# [Text shown]
((
Overall, a not-so-fantastic but moderately good cover page.
Storyline:
The Tearling is a feudal society where the farmers starve and their noble lords thrive unconcerned. Queen Arla is in her full power and grooming her daughter Alyssa to become just as cunning a politician as she is. But there is a revolutionary society called the Blue Horizon that is trying to remind people of the better world that is so near they can almost touch it. The heart of this society is a man called Gareth. He is captured and tortured by the Queen’s orders, but Alyssa begs for his release and before she knows it, she falls in love with him and people start seeing Alyssa as the True Queen, whose arrival they have anxiously been waiting for.
Underneath the street of New London and the Keep of the Queen is the underground world teeming with abandoned children and all the evil in the world that can be imagined. From the depths of this hell has grown up Lazarus. Once upon a time, a young boy named Christian, he is now the most accomplished killer. But the Creche has ways to hurt even those who are used to its cruelties. And a twist of fate sees Lazarus become the Queen’s guard. But what is his purpose in becoming one?
In the plains of Almont, the draught has burnt everything to dry dirt. And the starving farmers become rebels when there is no other option left but to die. When their revolutionary army led by Arliss and grouped with the Blue Horizon come to New London, they are hoping that the Queen will listen to them. Instead they meet unimaginably cruel end.
Is there ever any hope – whether you are a princess or a prize killer or a starving rebel or a revolutionary?
Views and Reviews:
What I have liked about this series is that it combines the appealing fantasy elements of teenage fiction including princesses and queens with the dysfunctional adult world of the near-future – if we let intolerance and extremism win the day – and convincingly combines magic and time travel, past and future, in a comprehensive tale. Too much of fantastic fiction is an attempt to escape in the world of princesses and warriors while all around us we see that a need for revolution is going to never be absent from our lives. There will always be a cause to fight for – as long as we remember to fight for a just world, a better world for future generations.
))
# [Written task A]
According to the Tearling review, who is the heart of the Blue Horizon?
The Tearling review and the records are unrelated material.

# [Supplied material]
((
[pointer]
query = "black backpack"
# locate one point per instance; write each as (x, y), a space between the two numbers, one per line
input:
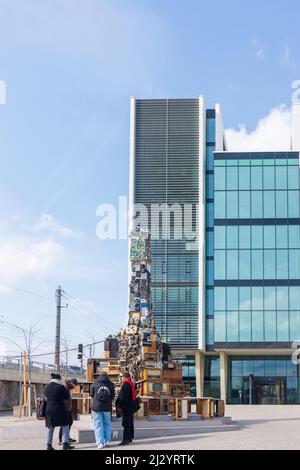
(103, 394)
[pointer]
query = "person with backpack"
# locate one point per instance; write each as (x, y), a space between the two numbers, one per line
(127, 401)
(103, 393)
(69, 384)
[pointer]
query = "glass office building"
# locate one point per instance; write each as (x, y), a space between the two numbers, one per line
(232, 304)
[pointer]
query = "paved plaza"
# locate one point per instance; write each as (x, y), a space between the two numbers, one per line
(259, 427)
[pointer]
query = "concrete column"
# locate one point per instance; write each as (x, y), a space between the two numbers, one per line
(199, 362)
(223, 375)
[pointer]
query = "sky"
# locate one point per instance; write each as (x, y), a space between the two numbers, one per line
(69, 68)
))
# [Written task B]
Reproduce every line of the records, requests included, and shift each point coordinate in the answers by adding 118 to both numbers. Leave the pictures out.

# [Task answer A]
A man called Gareth.

# [Task answer B]
[pointer]
query = "black backpack"
# locate one point per instance; write each as (x, y), a space between the two numbers, one per line
input:
(221, 512)
[pointer]
query = "person with backpack"
# locate one point per instance; write each as (x, y), a space between the two numbers, one per line
(245, 519)
(221, 511)
(187, 502)
[pointer]
query = "glass office building"
# locate one point per instance; write each as (x, y), a space between the two numbers, one per line
(350, 422)
[pointer]
query = "paved plaza"
# locate one point per instance; write each as (x, y), a space between the two numbers, one per line
(377, 545)
[pointer]
query = "concrete column"
# locate one point per instance; write each as (x, y), a space between the two numbers, one per line
(317, 480)
(341, 493)
[pointer]
query = "sky"
# locate one point per instance; write each as (x, y), a space between the two numbers, one per line
(187, 186)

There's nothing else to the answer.